Panel discussion on Thursday promises innovative ideas for wastewater treatment, transit security systems, highway crossings
November 27, 2006
By Canadian Consulting Engineer
A first-time event is being held at the Infrastructure 2006 section of Construct Canada in Toronto this week, givin...
A first-time event is being held at the Infrastructure 2006 section of Construct Canada in Toronto this week, giving engineers and building professionals a chance to hear innovative ideas from engineering companies that are helping to solve some of Canada’s worst infrastructure problems.
In the “Extreme Engineering” panel discussion at 10.30 a.m. on Thursday, November 29, three engineers from companies that won 2006 Canadian Consulting Engineering Awards will be presenting their projects The session will be in the North Building of the Metro Toronto Convention Centre, off Front Street in downtown Toronto.

════════════════════

• **USING THE INFORMATION**
1. Answer these questions using the news article about the engineering panel discussion:
(a) In which section of Construct Canada is the first-time event being held?
(b) At what time and on what date will the "Extreme Engineering" panel discussion take place?
(c) In which building will the session be held?
2. Write the next portion of the news article about the "Extreme Engineering" panel discussion, starting after its last sentence.

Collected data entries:
════════════════════

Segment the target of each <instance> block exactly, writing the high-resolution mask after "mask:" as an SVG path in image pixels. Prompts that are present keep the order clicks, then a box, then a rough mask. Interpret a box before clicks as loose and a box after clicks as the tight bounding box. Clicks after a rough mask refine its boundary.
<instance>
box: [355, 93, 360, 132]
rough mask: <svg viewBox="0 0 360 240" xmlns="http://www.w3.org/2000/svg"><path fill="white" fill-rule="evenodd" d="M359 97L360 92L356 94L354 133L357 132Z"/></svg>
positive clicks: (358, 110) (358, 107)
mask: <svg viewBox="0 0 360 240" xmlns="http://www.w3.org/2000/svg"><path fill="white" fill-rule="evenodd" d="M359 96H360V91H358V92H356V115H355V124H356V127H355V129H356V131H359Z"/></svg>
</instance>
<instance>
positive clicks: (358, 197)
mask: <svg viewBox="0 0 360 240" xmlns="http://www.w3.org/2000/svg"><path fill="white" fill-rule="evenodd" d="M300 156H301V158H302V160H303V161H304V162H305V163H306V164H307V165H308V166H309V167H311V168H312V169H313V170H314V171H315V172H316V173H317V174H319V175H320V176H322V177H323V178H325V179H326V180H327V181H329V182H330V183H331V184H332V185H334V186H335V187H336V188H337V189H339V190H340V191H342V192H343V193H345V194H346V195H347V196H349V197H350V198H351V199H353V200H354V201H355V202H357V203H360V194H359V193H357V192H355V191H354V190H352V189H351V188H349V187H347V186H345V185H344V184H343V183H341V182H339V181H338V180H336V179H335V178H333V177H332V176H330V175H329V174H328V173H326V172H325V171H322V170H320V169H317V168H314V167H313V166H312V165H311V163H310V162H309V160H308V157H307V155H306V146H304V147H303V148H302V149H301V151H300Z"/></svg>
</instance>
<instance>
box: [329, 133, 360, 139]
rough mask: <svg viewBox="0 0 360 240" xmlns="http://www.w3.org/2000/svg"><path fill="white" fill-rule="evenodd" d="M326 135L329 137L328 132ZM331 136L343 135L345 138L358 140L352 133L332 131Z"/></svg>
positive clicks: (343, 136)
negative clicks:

════════════════════

• **RESPONSES TO THE TASKS**
1.
(a) The Infrastructure 2006 section.
(b) At 10:30 a.m. on Thursday, November 29.
(c) The North Building of the Metro Toronto Convention Centre, off Front Street in downtown Toronto.

2.
Rick Corbett, P.Eng., vice-president with Associated Engineering in Vancouver will explain how they found a way to treat municipal wastewater at the Gold Bar Wastewater Treatment plant in Edmonton so that it can be reused in a petroleum refinery five kilometres away. This groundbreaking example of collaboration between a municipality and industry won the Schreyer Award, the top award in the Canadian Consulting Engineering Awards.
Brian Derrick, an associate with Marshall Macklin Monaghan of Toronto, will be describing a Canada-wide program for implementing high security equipment at airports to prevent terrorism. This presentation is highly topical, given the federal government’s recent announcement that it will spend $37 million? to boost security systems and equipment on public transit systems in Canada’s biggest cities.
Improving roads, organizing traffic and retrofitting a historic bridge border crossing that carries thousands of vehicles is the subject of the third presenter, Roy Skelton, chief engineer of McCormick Rankin Corporation of Mississauga. This project, which was carried out with consulting engineers Buckland and Taylor of Vancouver, was to transform the Queenston-Lewiston Border Crossing that had become a bottleneck impeding the vital flow of traffic flowing between Canada and the U.S.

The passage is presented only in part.